** start of GIVEN DATA **

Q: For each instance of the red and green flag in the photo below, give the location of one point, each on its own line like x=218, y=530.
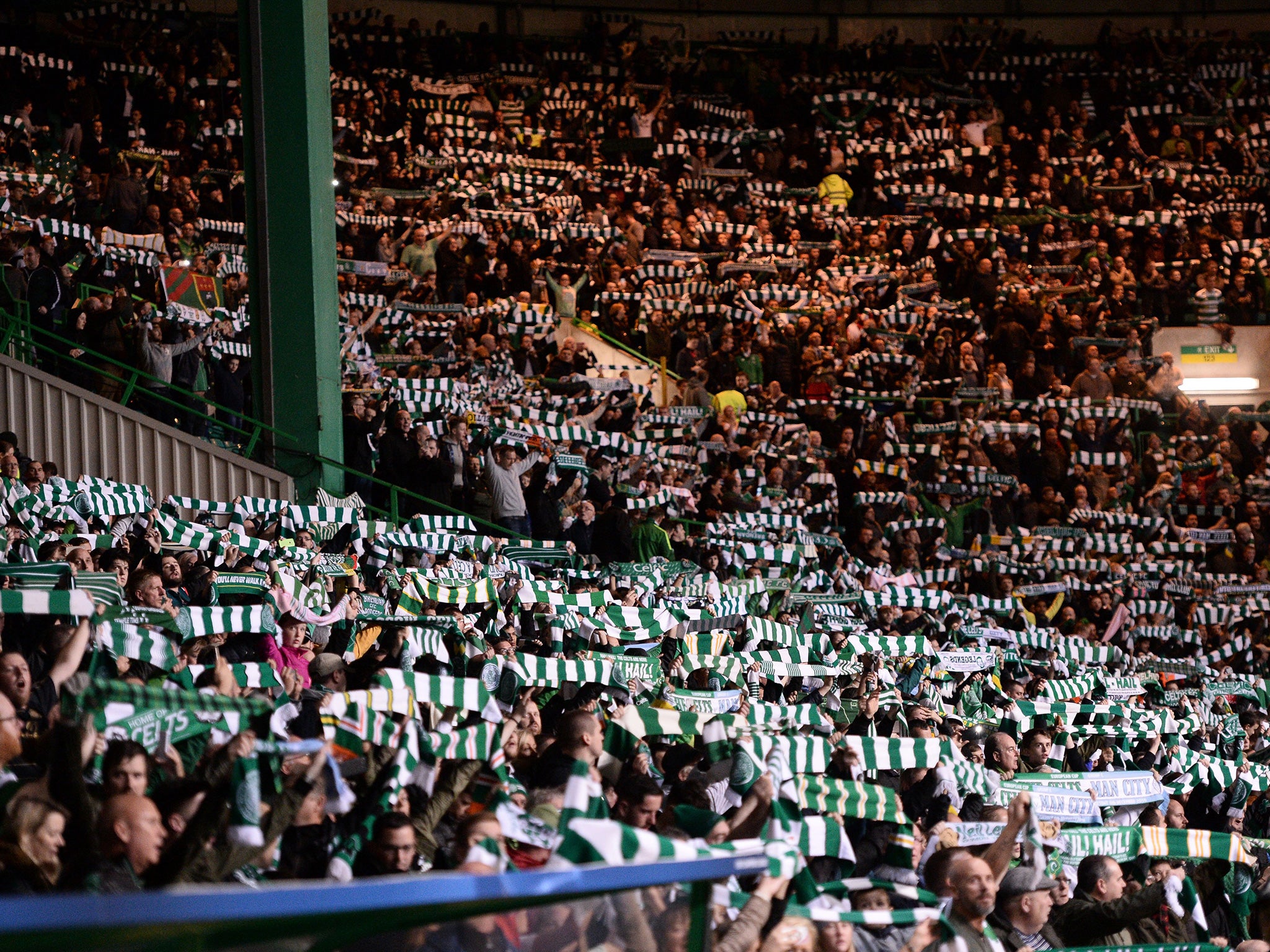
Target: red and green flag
x=192, y=289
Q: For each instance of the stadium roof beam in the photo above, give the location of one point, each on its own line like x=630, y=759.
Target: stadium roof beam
x=291, y=232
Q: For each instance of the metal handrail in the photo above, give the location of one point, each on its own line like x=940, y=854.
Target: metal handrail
x=25, y=332
x=397, y=494
x=17, y=330
x=614, y=342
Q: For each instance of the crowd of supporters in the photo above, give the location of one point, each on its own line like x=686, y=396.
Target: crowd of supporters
x=923, y=521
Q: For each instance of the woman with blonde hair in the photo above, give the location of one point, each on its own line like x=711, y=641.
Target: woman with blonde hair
x=31, y=845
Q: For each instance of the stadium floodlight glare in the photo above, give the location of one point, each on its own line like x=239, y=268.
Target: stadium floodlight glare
x=1220, y=385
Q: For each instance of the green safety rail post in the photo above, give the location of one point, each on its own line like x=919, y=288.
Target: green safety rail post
x=620, y=346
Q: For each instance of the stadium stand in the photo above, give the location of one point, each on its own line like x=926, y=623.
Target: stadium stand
x=930, y=555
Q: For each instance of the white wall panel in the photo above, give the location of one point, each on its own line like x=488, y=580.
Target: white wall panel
x=84, y=433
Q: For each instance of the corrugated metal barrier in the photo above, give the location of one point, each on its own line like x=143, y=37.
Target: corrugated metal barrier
x=84, y=433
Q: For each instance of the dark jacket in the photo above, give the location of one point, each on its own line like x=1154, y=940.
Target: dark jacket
x=398, y=456
x=113, y=876
x=1086, y=922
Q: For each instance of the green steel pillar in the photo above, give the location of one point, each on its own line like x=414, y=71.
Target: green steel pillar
x=285, y=64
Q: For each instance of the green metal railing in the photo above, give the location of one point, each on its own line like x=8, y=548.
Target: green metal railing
x=20, y=339
x=626, y=348
x=397, y=495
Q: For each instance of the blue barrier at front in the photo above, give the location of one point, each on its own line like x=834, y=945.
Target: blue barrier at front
x=321, y=913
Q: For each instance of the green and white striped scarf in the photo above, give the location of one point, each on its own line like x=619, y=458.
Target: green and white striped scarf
x=121, y=640
x=186, y=534
x=624, y=734
x=584, y=798
x=200, y=622
x=897, y=753
x=103, y=586
x=590, y=840
x=202, y=506
x=531, y=592
x=417, y=591
x=864, y=801
x=36, y=575
x=464, y=694
x=20, y=602
x=247, y=674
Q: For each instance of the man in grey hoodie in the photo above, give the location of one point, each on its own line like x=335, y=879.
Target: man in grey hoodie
x=504, y=475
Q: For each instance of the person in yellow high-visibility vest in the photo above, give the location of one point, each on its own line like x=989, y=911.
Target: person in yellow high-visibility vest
x=833, y=190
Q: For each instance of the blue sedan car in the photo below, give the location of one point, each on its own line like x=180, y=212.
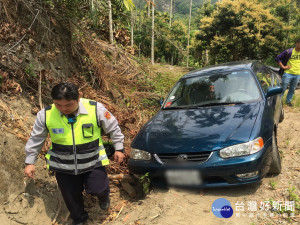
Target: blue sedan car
x=217, y=127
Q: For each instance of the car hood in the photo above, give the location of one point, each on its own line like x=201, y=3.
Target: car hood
x=201, y=129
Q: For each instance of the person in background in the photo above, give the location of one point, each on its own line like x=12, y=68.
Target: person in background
x=76, y=154
x=289, y=62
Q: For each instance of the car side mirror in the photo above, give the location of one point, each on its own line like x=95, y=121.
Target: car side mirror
x=274, y=91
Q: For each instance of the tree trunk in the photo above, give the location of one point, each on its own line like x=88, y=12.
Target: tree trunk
x=152, y=42
x=171, y=13
x=131, y=28
x=189, y=34
x=111, y=34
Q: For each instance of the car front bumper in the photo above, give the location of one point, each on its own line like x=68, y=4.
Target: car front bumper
x=215, y=172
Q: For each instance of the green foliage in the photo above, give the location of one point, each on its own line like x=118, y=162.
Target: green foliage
x=239, y=30
x=293, y=196
x=169, y=42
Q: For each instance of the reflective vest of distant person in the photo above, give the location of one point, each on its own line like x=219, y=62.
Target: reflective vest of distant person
x=289, y=62
x=76, y=142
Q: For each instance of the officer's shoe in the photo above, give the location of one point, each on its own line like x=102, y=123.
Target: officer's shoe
x=104, y=203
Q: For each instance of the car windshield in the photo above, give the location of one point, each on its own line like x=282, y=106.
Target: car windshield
x=206, y=90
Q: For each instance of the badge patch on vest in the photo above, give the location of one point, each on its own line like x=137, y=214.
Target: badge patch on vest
x=107, y=115
x=58, y=130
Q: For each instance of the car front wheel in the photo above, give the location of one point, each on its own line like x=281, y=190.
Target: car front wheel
x=275, y=167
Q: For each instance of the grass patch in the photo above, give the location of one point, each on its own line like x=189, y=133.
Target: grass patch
x=295, y=99
x=273, y=184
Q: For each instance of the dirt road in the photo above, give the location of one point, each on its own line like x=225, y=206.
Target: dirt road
x=182, y=207
x=38, y=201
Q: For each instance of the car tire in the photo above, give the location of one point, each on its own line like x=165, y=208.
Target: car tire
x=275, y=167
x=281, y=118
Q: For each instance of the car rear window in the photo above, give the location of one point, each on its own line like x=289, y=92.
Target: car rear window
x=233, y=87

** end of GIVEN DATA **

= TASK OBJECTIVE =
Reproduce the material from the line with "Q: For each instance of the stadium stand" up to and including the line with "x=930, y=555". Keep the requests and their format samples unchanged, but scale every coordinate in the answers by 1.2, rounding each result to a whole number with halves rounded up.

= FULL ANSWER =
Q: For each instance of the stadium stand in the photo above, give the location of one point, each on its own line like x=926, y=623.
Target: stadium stand
x=1116, y=666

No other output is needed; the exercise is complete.